Dataset items
=-=-=-=-=
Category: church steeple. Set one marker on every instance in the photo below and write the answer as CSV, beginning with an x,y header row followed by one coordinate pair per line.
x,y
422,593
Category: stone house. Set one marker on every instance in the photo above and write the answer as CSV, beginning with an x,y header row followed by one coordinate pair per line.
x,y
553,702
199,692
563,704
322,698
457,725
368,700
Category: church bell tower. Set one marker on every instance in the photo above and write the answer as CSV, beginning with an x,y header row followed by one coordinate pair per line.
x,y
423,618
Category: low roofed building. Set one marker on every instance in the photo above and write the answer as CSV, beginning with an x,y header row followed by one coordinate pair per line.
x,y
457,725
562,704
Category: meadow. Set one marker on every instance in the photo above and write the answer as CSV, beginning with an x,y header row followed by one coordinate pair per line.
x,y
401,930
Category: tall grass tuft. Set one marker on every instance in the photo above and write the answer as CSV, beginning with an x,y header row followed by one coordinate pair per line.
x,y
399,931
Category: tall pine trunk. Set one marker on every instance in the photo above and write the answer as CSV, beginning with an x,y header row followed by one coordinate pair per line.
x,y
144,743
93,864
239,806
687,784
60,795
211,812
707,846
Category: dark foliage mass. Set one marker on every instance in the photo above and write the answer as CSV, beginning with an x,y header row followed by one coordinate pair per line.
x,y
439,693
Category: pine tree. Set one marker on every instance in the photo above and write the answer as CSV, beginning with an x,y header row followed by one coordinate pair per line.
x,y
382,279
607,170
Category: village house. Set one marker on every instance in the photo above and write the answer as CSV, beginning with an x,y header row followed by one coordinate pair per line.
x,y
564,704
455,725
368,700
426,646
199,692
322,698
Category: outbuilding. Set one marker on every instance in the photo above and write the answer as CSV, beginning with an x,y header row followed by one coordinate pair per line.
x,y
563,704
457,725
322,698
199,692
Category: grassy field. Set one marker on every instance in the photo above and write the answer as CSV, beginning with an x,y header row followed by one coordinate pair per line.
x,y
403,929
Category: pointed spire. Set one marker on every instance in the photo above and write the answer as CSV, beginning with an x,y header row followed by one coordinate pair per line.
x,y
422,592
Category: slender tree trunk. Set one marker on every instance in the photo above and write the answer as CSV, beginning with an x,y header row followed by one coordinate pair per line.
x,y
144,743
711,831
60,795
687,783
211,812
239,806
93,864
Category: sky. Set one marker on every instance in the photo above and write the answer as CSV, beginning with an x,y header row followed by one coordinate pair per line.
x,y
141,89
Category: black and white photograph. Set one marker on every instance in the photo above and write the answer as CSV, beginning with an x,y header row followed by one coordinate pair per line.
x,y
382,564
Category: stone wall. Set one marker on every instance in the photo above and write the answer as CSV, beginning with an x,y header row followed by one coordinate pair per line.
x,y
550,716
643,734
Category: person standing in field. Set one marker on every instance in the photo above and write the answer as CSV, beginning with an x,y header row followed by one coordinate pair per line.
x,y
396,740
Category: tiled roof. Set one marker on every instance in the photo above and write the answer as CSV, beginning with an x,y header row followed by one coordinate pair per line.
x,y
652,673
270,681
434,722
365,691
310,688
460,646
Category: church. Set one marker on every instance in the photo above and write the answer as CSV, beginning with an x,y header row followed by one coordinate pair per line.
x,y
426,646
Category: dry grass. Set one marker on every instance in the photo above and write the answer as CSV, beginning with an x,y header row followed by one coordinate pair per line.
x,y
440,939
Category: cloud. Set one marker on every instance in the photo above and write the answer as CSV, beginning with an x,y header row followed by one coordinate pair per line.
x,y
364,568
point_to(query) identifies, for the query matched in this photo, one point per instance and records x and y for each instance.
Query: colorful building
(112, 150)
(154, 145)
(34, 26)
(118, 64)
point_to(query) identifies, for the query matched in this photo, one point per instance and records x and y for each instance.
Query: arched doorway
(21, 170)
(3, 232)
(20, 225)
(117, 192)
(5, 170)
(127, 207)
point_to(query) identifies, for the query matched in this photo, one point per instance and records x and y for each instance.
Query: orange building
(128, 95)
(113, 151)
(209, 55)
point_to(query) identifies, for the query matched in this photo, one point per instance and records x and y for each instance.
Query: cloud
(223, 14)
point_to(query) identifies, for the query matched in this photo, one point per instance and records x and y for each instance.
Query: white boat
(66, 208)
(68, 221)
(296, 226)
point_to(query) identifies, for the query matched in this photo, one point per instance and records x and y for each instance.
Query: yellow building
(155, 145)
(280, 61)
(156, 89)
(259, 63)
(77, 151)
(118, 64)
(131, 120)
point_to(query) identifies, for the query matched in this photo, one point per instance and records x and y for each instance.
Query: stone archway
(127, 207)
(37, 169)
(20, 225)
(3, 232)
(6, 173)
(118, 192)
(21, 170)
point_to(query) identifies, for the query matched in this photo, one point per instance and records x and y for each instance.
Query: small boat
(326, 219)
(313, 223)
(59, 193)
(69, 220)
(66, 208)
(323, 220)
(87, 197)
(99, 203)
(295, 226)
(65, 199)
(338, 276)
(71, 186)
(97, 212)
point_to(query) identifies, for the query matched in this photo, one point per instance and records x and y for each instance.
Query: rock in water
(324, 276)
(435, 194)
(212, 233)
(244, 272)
=-=-=-=-=
■ PROBLEM TO WORK ON ■
Every line of the data should be copied exactly.

■ ANSWER SPACE ■
Category: church steeple. Set one marker on every instance in the photo below and write the answer as CSV, beginning with an x,y header row followed by one coordinate pair per line.
x,y
422,593
Category: stone house. Set one marker on every instance in the photo above and write the answer as CSV, beginning with an x,y header row followed by one coordinate pair per line.
x,y
553,702
199,692
563,704
322,698
457,725
368,700
Category: church bell tower. Set one marker on every instance in the photo above and write the answer as CSV, beginning with an x,y header row followed by one coordinate pair per line.
x,y
423,618
Category: low roofed building. Set one marker on every instance in the photo above and write the answer as CSV, beginning with an x,y header row followed by one coordinate pair per line.
x,y
457,725
562,704
Category: meadow. Set one marker on every instance in the photo above and write the answer as CSV, beginning with an x,y header row followed by one coordinate pair per line.
x,y
401,930
Category: tall grass tuft. Set one marker on every instance in the photo above and write the answer as CSV, beginning with an x,y header row followed by one coordinate pair per line.
x,y
399,931
Category: tall pine trunk. Set one marker on every instance in the photo above and write the answer as CSV, beginning with an x,y header row followed by one coordinate pair per line.
x,y
144,743
93,864
239,806
687,784
60,795
211,812
707,846
Category: dark foliage mass. Set one marker on every instance in the photo above and write the answer as CSV, beginning with an x,y header row followed by one coordinate pair per line.
x,y
439,693
Category: pine tree. Set one marker on every instance in the photo above and write the answer as CSV, beginning with an x,y header row followed by one coordinate pair per line.
x,y
382,279
607,170
Category: village house. Set one marker on every instance in the photo above and write the answer as CSV, beginning with an x,y header row followed by one coordinate pair per line.
x,y
564,704
455,725
368,700
426,646
199,692
322,698
Category: outbuilding. Set one marker on every instance in the photo above and write the answer as CSV, beginning with an x,y header row followed by one coordinate pair per line.
x,y
563,704
457,725
322,698
199,692
Category: grassy field. Set one marker on every instance in the photo above and write the answer as CSV, beginning with an x,y header row followed by one coordinate pair per line.
x,y
403,929
Category: pointed spire. Set one marker on every instance in the photo above and write the answer as CSV, beginning with an x,y header row followed by one coordinate pair per line.
x,y
422,592
Category: slender tree trunk. Set one marker on every instance in the photo above and write the answer as CSV, beginning with an x,y header row followed by one coordinate pair per line.
x,y
144,743
711,831
60,795
687,783
211,812
239,806
93,864
Category: sky. Set one marker on every instance in the photo above and write the answer as CSV, beginning with an x,y header row followed by one coordinate pair per line.
x,y
141,89
Category: black and white photograph. Set one marker on every instance in the photo above and write the answer as CSV, beginning with an x,y header row followed by one coordinate pair per line.
x,y
382,564
Category: stone wall. Set one marker on every instance in the photo above and write the answer as CSV, beginning with an x,y header row followed by one coordinate pair per line.
x,y
550,716
643,734
Category: person standing in field. Set one marker on every instance in the photo above and write the answer as CSV, beginning with an x,y header row followed by one coordinate pair per line.
x,y
396,740
Category: tiled roof. Set one marker on every instance in the photo above and write the answer as CSV, beginning with an x,y header row followed by one coordinate pair per line.
x,y
652,673
270,681
434,722
365,691
310,688
460,646
Category: church. Set one marker on every instance in the photo above and write the answer as CSV, beginning with an x,y header row followed by one coordinate pair per line.
x,y
426,646
Category: dry grass. Set one marker on every instance in the photo above and write the answer as CSV, beginning with an x,y header row followed by one coordinate pair per line.
x,y
440,939
Category: cloud. Set one marker on every instance in the photo above and write the answer as CSV, beginning with an x,y header row followed by one coordinate pair per line.
x,y
364,568
point_to(query) identifies, for the query matched in this photo, one point per instance and records x and y for each instance.
Query: colorful building
(112, 150)
(154, 145)
(34, 26)
(118, 64)
point_to(query) identifies, for the query matched in this photo, one point per instance and records x and y for each instance.
Query: arched doorway
(21, 170)
(3, 232)
(20, 225)
(117, 192)
(5, 170)
(127, 207)
point_to(query) identifies, for the query matched in this photo, one point per instance and records x and y for each instance.
Query: orange building
(128, 95)
(113, 151)
(209, 55)
point_to(query) identifies, for the query matched in this photo, one point per instance and records x and y for each instance.
Query: cloud
(223, 14)
point_to(query) identifies, for the query matched in this photo, one point per instance and records x and y for each instance.
Query: white boat
(66, 208)
(68, 221)
(296, 226)
point_to(query) identifies, for the query matched in this photo, one point per instance and records x and y for each instance.
Query: yellow building
(155, 145)
(280, 61)
(156, 89)
(259, 63)
(77, 151)
(118, 64)
(131, 120)
point_to(query) identifies, for the query matched in this photo, one point per instance and records x and y for each instance.
Query: stone archway
(127, 207)
(37, 169)
(20, 225)
(3, 232)
(6, 173)
(118, 192)
(21, 170)
point_to(query) identifies, for the query matched in this photo, one point per instance and records x and y for each instance.
Query: small boat
(326, 219)
(313, 223)
(59, 193)
(69, 220)
(66, 208)
(323, 220)
(87, 197)
(99, 203)
(295, 226)
(65, 199)
(338, 276)
(71, 186)
(97, 212)
point_to(query) identifies, for the query matched in this photo, one point per instance and records x and y for each instance.
Query: rock in water
(324, 276)
(435, 194)
(212, 233)
(244, 272)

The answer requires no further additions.